With NOCs largely continuing with business as usual, they can and will most likely step in to produce the oil and gas supply the world outside the EU will continue demanding, free from climate change pressure and regulations and investor divestment campaigns.
Challenges
The Covid-19 pandemic upended previous forecasts for oil and gas supply, and especially consumption, in the short term. How the energy world emerges out of the pandemic is not yet clear – even though there is a growing view among oil company executives that “the worst is behind us.” It also depends greatly how the US-China relationship develops.
Oil demand reached 100mn b/d last year and the question is whether it has peaked, as IEA’s Sustainable Development scenario requires if the global temperature rise is to be limited to 2 °C Celsius? (Figure 3).
Or is it what Professor Dieter Helm, Oxford University, has been saying all along: “The oil market downturn is only getting started. The latest collapse is the harbinger of a global energy revolution which could spell the end-game for fossil fuels.” Based on this view, the route ahead is a harvest-and-exit strategy – aggressive slashing of capital expenditure, pumping of remaining oil reserves while keeping costs to the floor and paying out high dividends – resembling what the IOCs are doing now.
Another factor impacting transition to lower carbon energy, is low oil and gas prices. Increasing efficiency and technology innovation, including artificial intelligence and better reservoir management, are bringing oil and gas production costs down, supporting competitiveness and profitability into the future.
While oil and gas may be under pressure in Europe, that is unlikely to be the case in Asia – at least not in the foreseeable future. This dichotomy is also reflected on how IOCs and NOCs respond to climate change pressure – or not.
And those that press ahead with net-zero too soon might find themselves exposed.
IOCs that operate in both worlds face a major risk of calling the market wrong: as Shell CEO Ben van Beurden said, oil and gas might peak very quickly and become a “diminishing percentage of the energy mix.” Equally, giving up on them to soon was “just not a smart strategy.” Shareholders will penalise such an outcome but some oil and gas developments – especially major LNG projects – need decades to pay off.

DATA UNDER STUDY

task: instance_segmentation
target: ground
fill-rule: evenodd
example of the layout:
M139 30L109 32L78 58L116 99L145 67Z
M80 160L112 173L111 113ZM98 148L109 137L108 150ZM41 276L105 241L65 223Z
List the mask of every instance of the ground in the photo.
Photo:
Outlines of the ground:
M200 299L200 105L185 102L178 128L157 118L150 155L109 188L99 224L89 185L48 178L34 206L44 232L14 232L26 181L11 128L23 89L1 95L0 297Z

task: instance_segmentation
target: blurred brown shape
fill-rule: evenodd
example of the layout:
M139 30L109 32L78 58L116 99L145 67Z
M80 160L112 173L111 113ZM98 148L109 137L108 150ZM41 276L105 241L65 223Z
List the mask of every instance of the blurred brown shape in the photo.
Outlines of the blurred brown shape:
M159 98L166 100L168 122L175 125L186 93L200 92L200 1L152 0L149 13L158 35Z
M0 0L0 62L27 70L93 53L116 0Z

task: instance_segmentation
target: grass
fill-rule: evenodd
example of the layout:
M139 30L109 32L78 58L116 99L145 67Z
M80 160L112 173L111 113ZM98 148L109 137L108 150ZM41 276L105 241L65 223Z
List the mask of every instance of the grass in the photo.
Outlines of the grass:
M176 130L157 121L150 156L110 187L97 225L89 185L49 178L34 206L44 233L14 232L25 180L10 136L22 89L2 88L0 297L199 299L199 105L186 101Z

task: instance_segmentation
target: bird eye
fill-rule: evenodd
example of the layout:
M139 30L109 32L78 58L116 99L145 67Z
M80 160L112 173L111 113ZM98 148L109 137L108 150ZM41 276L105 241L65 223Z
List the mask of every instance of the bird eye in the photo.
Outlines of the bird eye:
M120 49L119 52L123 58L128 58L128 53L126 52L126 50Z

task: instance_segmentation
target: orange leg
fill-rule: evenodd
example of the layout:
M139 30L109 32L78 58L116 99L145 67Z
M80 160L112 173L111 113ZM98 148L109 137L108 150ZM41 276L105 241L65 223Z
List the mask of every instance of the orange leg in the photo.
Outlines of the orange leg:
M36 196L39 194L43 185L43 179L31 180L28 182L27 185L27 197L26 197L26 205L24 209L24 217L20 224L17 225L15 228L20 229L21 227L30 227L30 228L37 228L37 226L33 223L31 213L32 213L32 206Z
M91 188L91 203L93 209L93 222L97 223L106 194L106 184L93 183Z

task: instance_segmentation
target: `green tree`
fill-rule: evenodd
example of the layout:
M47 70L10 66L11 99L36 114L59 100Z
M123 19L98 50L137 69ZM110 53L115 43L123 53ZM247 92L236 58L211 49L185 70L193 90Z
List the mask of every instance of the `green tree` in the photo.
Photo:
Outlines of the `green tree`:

REQUIRED TASKS
**A)** In the passage on oil and gas supply, rewrite the paragraph that begins "Or is it what Professor Dieter Helm" as a shorter version that keeps its main facts.
**B)** Carry the passage on oil and gas supply forward from its final sentence.

RESPONSES BY TASK
**A)** Another possibility is the view long held by Professor Dieter Helm of Oxford University: the oil market downturn is only starting, and the latest collapse heralds a global energy revolution that could end fossil fuels. On this view, the way forward is a harvest-and-exit strategy. That means sharply cutting capital expenditure, pumping the remaining reserves at minimal cost and paying high dividends, much as the IOCs are doing now.

**B)**
And with the new technologies required to displace today’s oil and gas consumption not yet sufficiently mature or scalable enough – and possibly not for years to come – oil and gas will still be needed well into the future, as IEA shows (Figure 2).
Nevertheless, for oil and gas to continue being a force in the future, the industry will need to lower carbon emissions, including methane at all points of the cycle.
For change to happen in this high-risk environment, IOCs will need strong policy to back them up. This is a major departure from the past, when the cost and technical advantages of certain fuels over others in some applications – gas over oil, oil over coal, coal over wood and so on – were self-evident and needed little push.
But stepping into the unknown and manufacturing blue or green hydrogen for grid or even industrial use and developing the necessary carbon capture and storage sites cannot be undertaken without predictable rules. Some hydrogen will be used in local grids, other hydrogen might well cross national borders and will have to satisfy all the governments involved.
There also need to be minimum differences between prices – particularly between carbon and electricity – in order to finance carbon reduction projects or encourage fuel-switching. These are in the gift of governments and policy-makers who can ration emission allowances, introduce floor prices, set the rules for biogas and biomethane production and consumption, or tax diesel adversely to promote gas, for example.
If the rest of the world, and particularly Asia, does not follow the European model, then any benefits will be limited and the divide between the two worlds will increase.